— Short exercise 1 —
Which lines of the listing contain the word "room"? Pull out every one of them, treating uppercase and lowercase as different.

-- BEGIN Excerpted passage --

In The Cards: 1982 Edmonton Trappers


It was just their second year of existence and the Edmonton Trappers needed an encore that represented more than just a coming out party.

The 1981 season confirmed that the Trappers belonged in Alberta’s capital city. The follow-up campaign offered up the team’s first superstar player.

Outfielder Ron Kittle of Gary, Indiana gave fans a great reason to come to John Ducey Park. Kittle, who began his professional playing career with the Lethbridge Dodgers, delivered 50 home runs, 121 runs, 144 runs batted in (RBI) and a .345 batting average for the Trappers. He was an easy choice as the most-valuable player in the Pacific Coast League in 1982, and the outstanding Triple-A outing set the table for Kittle’s American League (AL) Rookie of the Year season in 1983.

While Kittle led the offence, the supporting cast around him included future Major League Baseball (MLB) players on the mound and around the horn.

The Trappers were still a losing team, but they made improvements on the field and at the turnstiles. They went 70-74 and welcomed 233,044 fans to the ballpark, good for an average attendance of more than 3,200 per game.

This 25-card set also gave collectors something to celebrate about the Chicago White Sox affiliate. The posed photos, centred in a white border with an easy-to-read font for the names, gave the cards a classic look on the front. The back of each card also had a simple but pleasant look that offered up enough statistical and biographical information to give fans some baseball trivia about each player. The only thing missing from each cardboard cutout was that classic Trapper logo that looked so sharp.

-- END Excerpted passage --

— Short exercise 2 —
Can you write out the 1982 Edmonton Trappers piece in full, word for word?

-- BEGIN Entries provided --

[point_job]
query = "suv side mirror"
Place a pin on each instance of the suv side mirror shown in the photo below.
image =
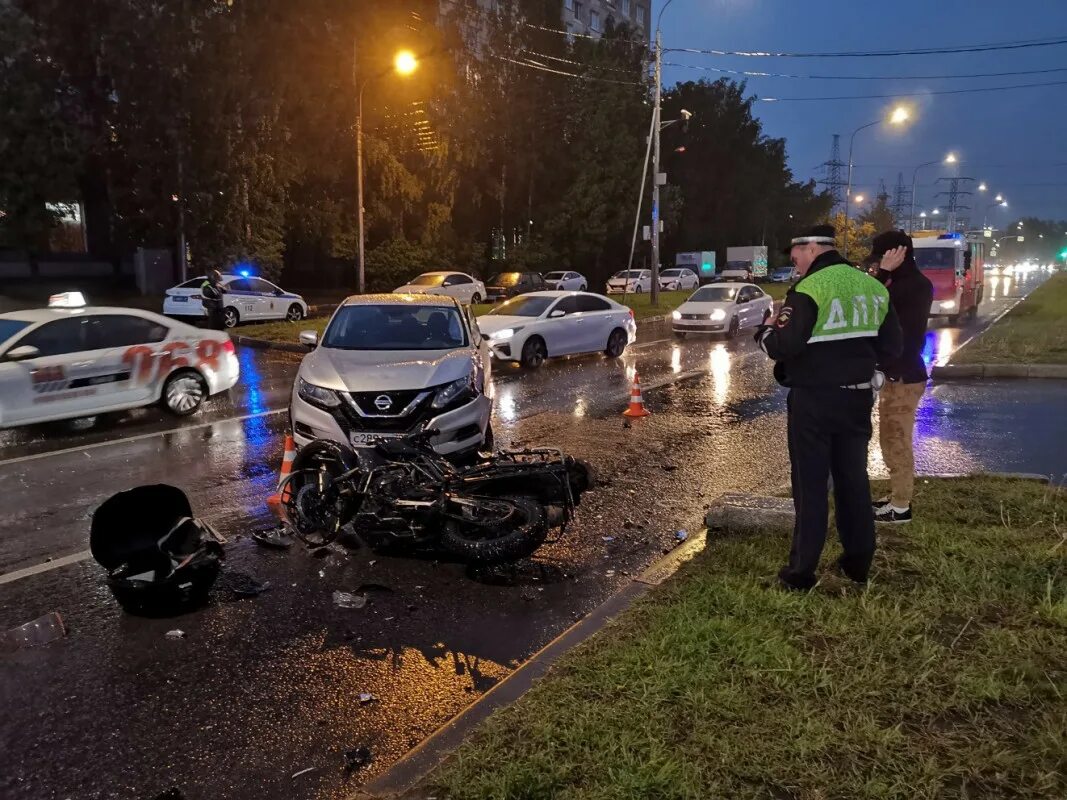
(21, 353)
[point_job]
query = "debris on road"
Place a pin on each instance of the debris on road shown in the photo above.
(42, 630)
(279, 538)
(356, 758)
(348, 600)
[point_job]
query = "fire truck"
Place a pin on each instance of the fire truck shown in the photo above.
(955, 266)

-- END Entries provided --
-- BEGIN Entries provided --

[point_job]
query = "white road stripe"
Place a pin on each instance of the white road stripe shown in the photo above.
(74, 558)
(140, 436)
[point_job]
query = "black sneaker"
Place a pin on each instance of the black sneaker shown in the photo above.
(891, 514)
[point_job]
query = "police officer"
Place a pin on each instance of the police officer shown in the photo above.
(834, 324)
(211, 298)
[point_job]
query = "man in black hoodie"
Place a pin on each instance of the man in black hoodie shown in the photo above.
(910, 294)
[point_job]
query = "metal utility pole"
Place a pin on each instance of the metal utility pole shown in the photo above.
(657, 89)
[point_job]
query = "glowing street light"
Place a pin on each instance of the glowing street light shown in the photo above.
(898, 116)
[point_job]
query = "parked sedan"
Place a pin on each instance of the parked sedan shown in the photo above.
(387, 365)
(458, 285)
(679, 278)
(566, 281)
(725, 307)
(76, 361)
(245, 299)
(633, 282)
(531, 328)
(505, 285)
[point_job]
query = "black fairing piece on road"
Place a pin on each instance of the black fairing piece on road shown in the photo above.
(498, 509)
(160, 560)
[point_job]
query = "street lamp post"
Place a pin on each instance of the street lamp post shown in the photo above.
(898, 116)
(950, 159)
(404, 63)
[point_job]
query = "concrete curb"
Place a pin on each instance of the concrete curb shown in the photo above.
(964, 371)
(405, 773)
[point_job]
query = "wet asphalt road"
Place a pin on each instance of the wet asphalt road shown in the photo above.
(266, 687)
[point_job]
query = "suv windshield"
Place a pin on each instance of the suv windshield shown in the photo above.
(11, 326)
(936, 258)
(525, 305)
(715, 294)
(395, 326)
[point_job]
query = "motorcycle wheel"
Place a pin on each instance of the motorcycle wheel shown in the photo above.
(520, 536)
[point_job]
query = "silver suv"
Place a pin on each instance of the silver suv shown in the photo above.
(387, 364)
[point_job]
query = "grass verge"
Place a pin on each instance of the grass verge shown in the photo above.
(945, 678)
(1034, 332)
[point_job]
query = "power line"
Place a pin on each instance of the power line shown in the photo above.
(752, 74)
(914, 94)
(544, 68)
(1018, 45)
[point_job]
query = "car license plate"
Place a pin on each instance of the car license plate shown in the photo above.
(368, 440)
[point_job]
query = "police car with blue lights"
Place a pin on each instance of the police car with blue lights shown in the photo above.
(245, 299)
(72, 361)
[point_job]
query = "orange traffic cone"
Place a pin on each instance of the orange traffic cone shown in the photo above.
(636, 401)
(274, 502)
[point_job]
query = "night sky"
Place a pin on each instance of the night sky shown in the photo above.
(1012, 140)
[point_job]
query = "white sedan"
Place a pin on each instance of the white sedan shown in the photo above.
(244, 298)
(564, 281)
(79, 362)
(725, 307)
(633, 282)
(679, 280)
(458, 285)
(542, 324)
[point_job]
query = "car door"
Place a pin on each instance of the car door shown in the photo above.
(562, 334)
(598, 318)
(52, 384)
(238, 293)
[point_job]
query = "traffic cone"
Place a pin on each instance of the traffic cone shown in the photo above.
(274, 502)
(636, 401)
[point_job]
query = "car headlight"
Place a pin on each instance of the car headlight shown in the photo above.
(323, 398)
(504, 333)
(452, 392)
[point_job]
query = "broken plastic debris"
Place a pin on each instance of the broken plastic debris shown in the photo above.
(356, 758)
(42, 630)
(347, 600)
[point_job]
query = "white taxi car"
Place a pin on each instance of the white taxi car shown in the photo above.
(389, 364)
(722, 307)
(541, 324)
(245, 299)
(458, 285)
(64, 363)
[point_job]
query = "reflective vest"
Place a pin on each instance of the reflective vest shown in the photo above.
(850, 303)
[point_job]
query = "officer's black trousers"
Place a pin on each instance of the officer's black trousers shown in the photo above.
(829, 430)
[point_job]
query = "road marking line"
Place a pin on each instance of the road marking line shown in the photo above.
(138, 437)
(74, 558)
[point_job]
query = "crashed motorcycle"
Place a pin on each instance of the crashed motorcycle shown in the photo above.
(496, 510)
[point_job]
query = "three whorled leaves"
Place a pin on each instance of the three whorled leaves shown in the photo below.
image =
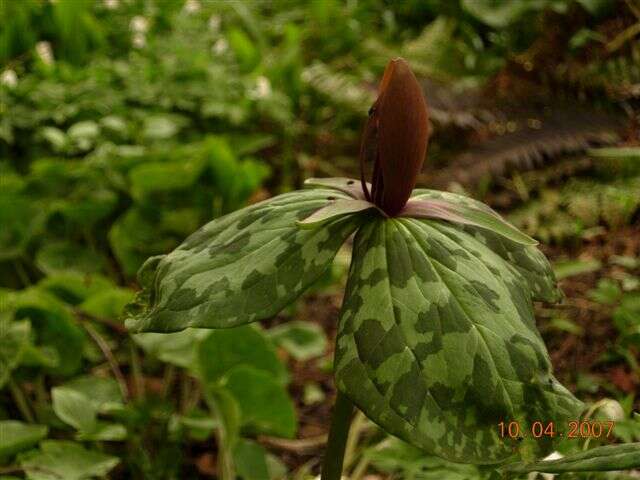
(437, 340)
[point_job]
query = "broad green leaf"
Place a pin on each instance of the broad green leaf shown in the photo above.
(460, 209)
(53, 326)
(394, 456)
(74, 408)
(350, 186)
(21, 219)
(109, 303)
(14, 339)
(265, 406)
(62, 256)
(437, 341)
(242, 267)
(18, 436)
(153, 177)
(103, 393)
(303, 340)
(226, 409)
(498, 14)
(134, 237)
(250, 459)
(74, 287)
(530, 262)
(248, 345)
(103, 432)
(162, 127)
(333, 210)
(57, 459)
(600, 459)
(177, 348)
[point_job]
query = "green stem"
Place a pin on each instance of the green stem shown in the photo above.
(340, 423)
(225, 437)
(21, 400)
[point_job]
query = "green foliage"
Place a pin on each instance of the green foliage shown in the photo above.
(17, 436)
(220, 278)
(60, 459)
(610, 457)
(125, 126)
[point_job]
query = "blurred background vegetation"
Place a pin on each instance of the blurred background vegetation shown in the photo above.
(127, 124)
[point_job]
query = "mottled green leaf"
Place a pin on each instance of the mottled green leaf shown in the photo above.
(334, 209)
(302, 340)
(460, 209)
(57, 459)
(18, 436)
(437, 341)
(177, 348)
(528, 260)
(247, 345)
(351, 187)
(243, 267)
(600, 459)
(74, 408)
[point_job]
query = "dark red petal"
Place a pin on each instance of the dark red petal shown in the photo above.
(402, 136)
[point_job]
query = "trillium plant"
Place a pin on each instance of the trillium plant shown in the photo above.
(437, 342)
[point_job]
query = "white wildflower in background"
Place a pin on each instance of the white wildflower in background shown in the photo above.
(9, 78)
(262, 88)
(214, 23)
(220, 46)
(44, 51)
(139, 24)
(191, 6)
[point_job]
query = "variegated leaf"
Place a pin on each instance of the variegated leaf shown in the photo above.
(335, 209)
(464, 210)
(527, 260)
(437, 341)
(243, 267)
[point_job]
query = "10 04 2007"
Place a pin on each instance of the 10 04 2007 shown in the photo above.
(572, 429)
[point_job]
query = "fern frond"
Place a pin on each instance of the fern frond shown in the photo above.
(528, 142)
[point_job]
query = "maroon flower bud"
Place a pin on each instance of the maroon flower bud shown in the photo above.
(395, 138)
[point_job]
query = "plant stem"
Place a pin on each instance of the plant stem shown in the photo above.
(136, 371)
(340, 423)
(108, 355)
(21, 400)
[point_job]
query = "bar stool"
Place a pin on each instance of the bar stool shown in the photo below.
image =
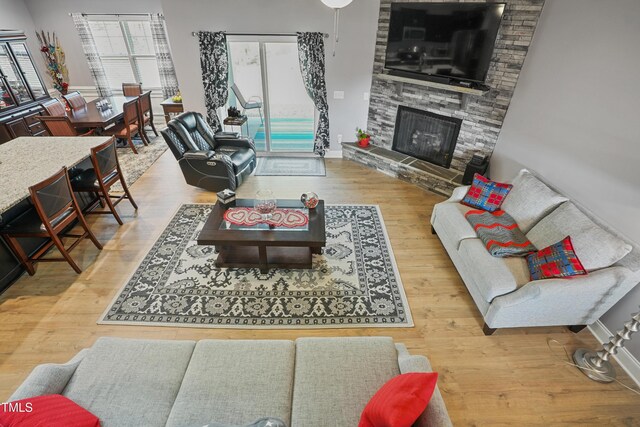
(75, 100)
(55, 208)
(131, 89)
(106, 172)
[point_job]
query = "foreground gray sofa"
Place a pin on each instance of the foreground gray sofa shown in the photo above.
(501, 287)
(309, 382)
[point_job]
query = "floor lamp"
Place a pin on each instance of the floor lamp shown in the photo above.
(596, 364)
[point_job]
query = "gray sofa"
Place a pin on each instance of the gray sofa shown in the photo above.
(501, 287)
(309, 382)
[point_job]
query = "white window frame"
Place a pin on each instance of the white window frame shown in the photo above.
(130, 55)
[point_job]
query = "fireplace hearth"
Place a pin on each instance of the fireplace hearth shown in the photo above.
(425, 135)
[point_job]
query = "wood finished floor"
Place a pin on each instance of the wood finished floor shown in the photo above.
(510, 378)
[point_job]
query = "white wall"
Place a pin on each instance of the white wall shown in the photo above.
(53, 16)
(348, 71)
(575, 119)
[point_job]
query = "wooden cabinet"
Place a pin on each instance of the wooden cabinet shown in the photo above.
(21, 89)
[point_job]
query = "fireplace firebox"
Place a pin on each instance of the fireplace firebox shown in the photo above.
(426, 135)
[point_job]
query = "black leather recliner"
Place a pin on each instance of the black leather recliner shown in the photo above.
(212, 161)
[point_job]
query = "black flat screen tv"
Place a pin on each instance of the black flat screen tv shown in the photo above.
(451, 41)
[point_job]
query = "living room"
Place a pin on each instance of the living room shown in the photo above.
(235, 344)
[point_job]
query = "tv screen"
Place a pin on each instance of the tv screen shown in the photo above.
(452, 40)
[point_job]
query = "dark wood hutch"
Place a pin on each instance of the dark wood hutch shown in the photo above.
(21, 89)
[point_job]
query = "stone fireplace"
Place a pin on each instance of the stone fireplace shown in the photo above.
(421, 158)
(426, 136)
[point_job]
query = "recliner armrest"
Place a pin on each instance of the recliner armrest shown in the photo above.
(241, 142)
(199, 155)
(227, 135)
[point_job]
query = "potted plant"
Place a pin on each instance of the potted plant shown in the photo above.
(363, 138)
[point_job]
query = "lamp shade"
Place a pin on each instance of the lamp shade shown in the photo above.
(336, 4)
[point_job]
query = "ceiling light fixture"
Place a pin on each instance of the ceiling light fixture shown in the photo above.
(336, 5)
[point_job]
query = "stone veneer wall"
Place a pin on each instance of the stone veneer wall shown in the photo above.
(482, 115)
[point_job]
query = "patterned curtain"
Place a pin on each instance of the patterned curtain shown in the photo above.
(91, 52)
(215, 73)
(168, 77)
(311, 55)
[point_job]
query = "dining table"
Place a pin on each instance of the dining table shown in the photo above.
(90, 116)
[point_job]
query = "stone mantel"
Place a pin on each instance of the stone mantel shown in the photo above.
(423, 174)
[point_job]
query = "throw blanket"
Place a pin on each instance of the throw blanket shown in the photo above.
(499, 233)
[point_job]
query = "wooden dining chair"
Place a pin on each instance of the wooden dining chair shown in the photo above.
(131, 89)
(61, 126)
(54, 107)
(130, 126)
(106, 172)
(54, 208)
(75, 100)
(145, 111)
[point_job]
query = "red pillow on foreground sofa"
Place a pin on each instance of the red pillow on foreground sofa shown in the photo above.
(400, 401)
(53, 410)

-- END Entries provided --

— Written reply 1 —
query = "living room"
Place a pin on each instance of the living room shown in the photo above.

— Written reply 2 —
In The Cards: 1982 Edmonton Trappers


It was just their second year of existence and the Edmonton Trappers needed an encore that represented more than just a coming out party.

The 1981 season confirmed that the Trappers belonged in Alberta’s capital city. The follow-up campaign offered up the team’s first superstar player.

Outfielder Ron Kittle of Gary, Indiana gave fans a great reason to come to John Ducey Park. Kittle, who began his professional playing career with the Lethbridge Dodgers, delivered 50 home runs, 121 runs, 144 runs batted in (RBI) and a .345 batting average for the Trappers. He was an easy choice as the most-valuable player in the Pacific Coast League in 1982, and the outstanding Triple-A outing set the table for Kittle’s American League (AL) Rookie of the Year season in 1983.

While Kittle led the offence, the supporting cast around him included future Major League Baseball (MLB) players on the mound and around the horn.

The Trappers were still a losing team, but they made improvements on the field and at the turnstiles. They went 70-74 and welcomed 233,044 fans to the ballpark, good for an average attendance of more than 3,200 per game.

This 25-card set also gave collectors something to celebrate about the Chicago White Sox affiliate. The posed photos, centred in a white border with an easy-to-read font for the names, gave the cards a classic look on the front. The back of each card also had a simple but pleasant look that offered up enough statistical and biographical information to give fans some baseball trivia about each player. The only thing missing from each cardboard cutout was that classic Trapper logo that looked so sharp.